▶ [Exercise directions]
Render each line of the records below as a JSON list of strings, one string per line, with blank lines skipped and the pictures left out.

++++++++

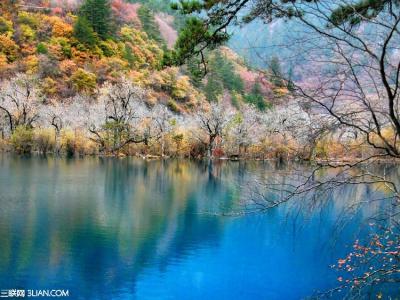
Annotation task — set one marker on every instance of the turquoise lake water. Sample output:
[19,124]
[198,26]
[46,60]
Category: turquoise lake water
[107,228]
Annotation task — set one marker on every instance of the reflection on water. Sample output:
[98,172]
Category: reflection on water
[123,229]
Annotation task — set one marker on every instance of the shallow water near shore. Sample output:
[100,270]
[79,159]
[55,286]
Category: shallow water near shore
[107,228]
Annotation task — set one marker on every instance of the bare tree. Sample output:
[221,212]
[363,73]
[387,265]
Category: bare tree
[246,128]
[116,118]
[211,121]
[19,102]
[162,123]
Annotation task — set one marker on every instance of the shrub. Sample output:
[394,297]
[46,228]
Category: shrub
[41,48]
[76,143]
[27,33]
[84,33]
[84,81]
[22,139]
[44,140]
[8,47]
[173,106]
[6,27]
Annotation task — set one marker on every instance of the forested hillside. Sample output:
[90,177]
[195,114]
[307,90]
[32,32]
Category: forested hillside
[99,76]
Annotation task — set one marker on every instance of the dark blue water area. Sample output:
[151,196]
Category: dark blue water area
[130,229]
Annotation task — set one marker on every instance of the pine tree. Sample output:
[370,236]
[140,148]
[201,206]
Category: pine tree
[98,14]
[128,55]
[83,32]
[276,72]
[213,89]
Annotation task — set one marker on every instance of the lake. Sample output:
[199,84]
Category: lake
[107,228]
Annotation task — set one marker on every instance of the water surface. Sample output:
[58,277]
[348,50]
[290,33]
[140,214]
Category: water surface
[129,229]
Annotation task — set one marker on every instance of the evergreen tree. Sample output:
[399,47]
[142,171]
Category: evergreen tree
[213,88]
[83,32]
[98,14]
[128,55]
[276,72]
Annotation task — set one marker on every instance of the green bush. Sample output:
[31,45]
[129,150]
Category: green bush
[22,139]
[41,49]
[45,140]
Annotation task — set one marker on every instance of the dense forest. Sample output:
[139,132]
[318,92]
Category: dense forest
[102,77]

++++++++

▶ [Answer to the exercise]
[
  "Annotation task — set one marker on every instance of the turquoise lake water. Sample output:",
  "[19,124]",
  "[198,26]",
  "[46,60]",
  "Category: turquoise lake water",
  "[107,228]",
  "Annotation task — set one marker on every instance of the reflection on water. Sample output:",
  "[98,172]",
  "Category: reflection on water",
  "[123,229]",
  "Annotation task — set one marker on every instance of the shallow water near shore. Sample output:",
  "[100,270]",
  "[79,159]",
  "[55,286]",
  "Category: shallow water near shore",
  "[107,228]",
  "Annotation task — set one marker on every instance of the bare tree. Sample output:",
  "[221,212]",
  "[363,73]",
  "[387,265]",
  "Category: bare tree",
  "[246,128]",
  "[116,118]",
  "[211,121]",
  "[19,102]",
  "[162,123]",
  "Annotation task — set one marker on every instance of the shrub. Sample output:",
  "[394,297]",
  "[46,228]",
  "Category: shrub",
  "[41,48]",
  "[76,143]",
  "[27,33]",
  "[84,33]",
  "[84,81]",
  "[22,139]",
  "[44,140]",
  "[8,47]",
  "[173,106]",
  "[6,27]",
  "Annotation task — set one marker on every instance of the forested hillside. Sample output:",
  "[90,177]",
  "[195,114]",
  "[307,90]",
  "[32,32]",
  "Category: forested hillside",
  "[99,76]",
  "Annotation task — set one marker on every instance of the dark blue water area. Sample output:",
  "[151,196]",
  "Category: dark blue water area",
  "[130,229]",
  "Annotation task — set one marker on every instance of the pine tree. Sample output:",
  "[370,236]",
  "[140,148]",
  "[201,206]",
  "Category: pine tree",
  "[98,14]",
  "[128,55]",
  "[83,32]",
  "[276,72]",
  "[213,89]",
  "Annotation task — set one marker on every instance of the lake. Sample output:",
  "[199,84]",
  "Category: lake",
  "[107,228]",
  "Annotation task — set one marker on every instance of the water surface. Sample output:",
  "[58,277]",
  "[348,50]",
  "[290,33]",
  "[140,214]",
  "Category: water surface",
  "[129,229]",
  "Annotation task — set one marker on every instance of the evergreen tree. Sample output:",
  "[399,47]",
  "[142,171]",
  "Category: evergreen tree",
  "[213,88]",
  "[83,32]",
  "[98,14]",
  "[128,55]",
  "[276,72]",
  "Annotation task — set one marker on every instance of the green bush. Sample output:",
  "[31,45]",
  "[129,150]",
  "Category: green bush",
  "[22,139]",
  "[41,49]",
  "[45,140]",
  "Annotation task — set one marker on every instance of the dense forest. Sample output:",
  "[139,132]",
  "[318,92]",
  "Category: dense forest",
  "[102,77]"
]